### Раздел документа
╔══

В основном все это вещи небольшие, миниатюрные, и часто приходится досадовать на то, что они показываются в горизонтальных витринах — так их рассматривать сложнее, чем в витринах вертикальных. В первую очередь это относится к геммам, которых на выставке много. Еще при Козимо Старшем и Лоренцо Великолепном Медичи с особенной охотой собирали античные камеи, чувствуя себя наследниками занимавшихся тем же хобби древних римлян. В результате мы видим на выставке несколько прекрасных древних камей (например, огромную гемму III в. до Р. Х. с изображением Александра Македонского и его матери Олимпиады), но также и немало интереснейших произведений ренессансной глиптики. Например, портрет харизматичного Джироламо Савонаролы, вырезанный на сердолике огненного цвета — так и подмывает добавить, что это напоминание о тех кострах, на которых проповедник сжигал "суетные" произведения искусства, и о том костре, на котором сожгли его самого.
Но все-таки с конца XVI века любимой игрушкой Медичи стало то, что мы называем флорентийской мозаикой — искусство составления эффектных декоративных панно из пластин тех самых поделочных камней, которые ради процветания этой отрасли искусства свозились по велению Медичи во Флоренцию со всего мира. То, что показывает выставка, не всегда дает понять тот восторг, который творения флорентийских камнерезов эпохи барокко вызывали по всей Европе, но техническое совершенство очевидно даже для человека лазерной эпохи.
Помимо всей этой живописи в камне есть и живопись обычная, станковая. Выставку сопровождают портреты самих Медичи — от Пьеро Подагрика до Анны Марии Луизы, сестры последнего великого герцога, на которой фамилия угасла. Для совсем уж полной портретной галереи стен Одностолпной палаты заведомо не хватило бы, так что из палаццо Питти привезли только самых известных, включая обеих флорентиек, ставших королевами Франции, Екатерину и Марию. Но в любом случае то, как лица Медичи менялись от века к веку, выглядит поучительно.
У первых представителей семейства на физиономиях написана не только банкирская сметка, но и ум, и воля, и та ренессансная virtu, "доблесть", которая с аристократическим происхождением не имеет ничего общего. Потом они захотели встать в один ряд с правящими фамилиями Европы, и это им удалось. Захотели с этими фамилиями породниться — и породнились. Но создается впечатление, что кровь Габсбургов, Бурбонов и прочих, влитая в тосканские жилы, каждому новому поколению Медичи приносила только наследственные болезни и наследственные генетические уродства. Медичи конца XVII-XVIII веков выглядят уже как представители старой, усталой, вырождающейся династии. Болезненные дебелые туловища, гротескные лица, вялый взгляд. Женщины бесплодны, мужчины отвлекаются на пажей. Так род и пресекся, и великие державы постановили бесхозное Великое герцогство Тосканское отдать многодетному отцу — Францу-Стефану Лотарингскому, мужу знаменитой Марии-Терезии Австрийской и будущему императору Священной Римской империи. Но везучесть, которая так часто выручала Медичи, дала себя знать и после этой даты — несмотря на все социальные потрясения, коллекция великих герцогов Тосканских сохранилась очень хорошо.

╚══

### Входные данные
╔══

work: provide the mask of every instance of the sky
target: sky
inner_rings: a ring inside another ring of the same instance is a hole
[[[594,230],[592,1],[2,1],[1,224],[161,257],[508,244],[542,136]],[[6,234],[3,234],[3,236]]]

╚══

### Задание
Перепишите из текста о выставке коллекции Медичи отрывок от слов «Но все-таки с» до слов «человека лазерной эпохи.» без изменений.

### Письменный ответ
Но все-таки с конца XVI века любимой игрушкой Медичи стало то, что мы называем флорентийской мозаикой — искусство составления эффектных декоративных панно из пластин тех самых поделочных камней, которые ради процветания этой отрасли искусства свозились по велению Медичи во Флоренцию со всего мира. То, что показывает выставка, не всегда дает понять тот восторг, который творения флорентийских камнерезов эпохи барокко вызывали по всей Европе, но техническое совершенство очевидно даже для человека лазерной эпохи.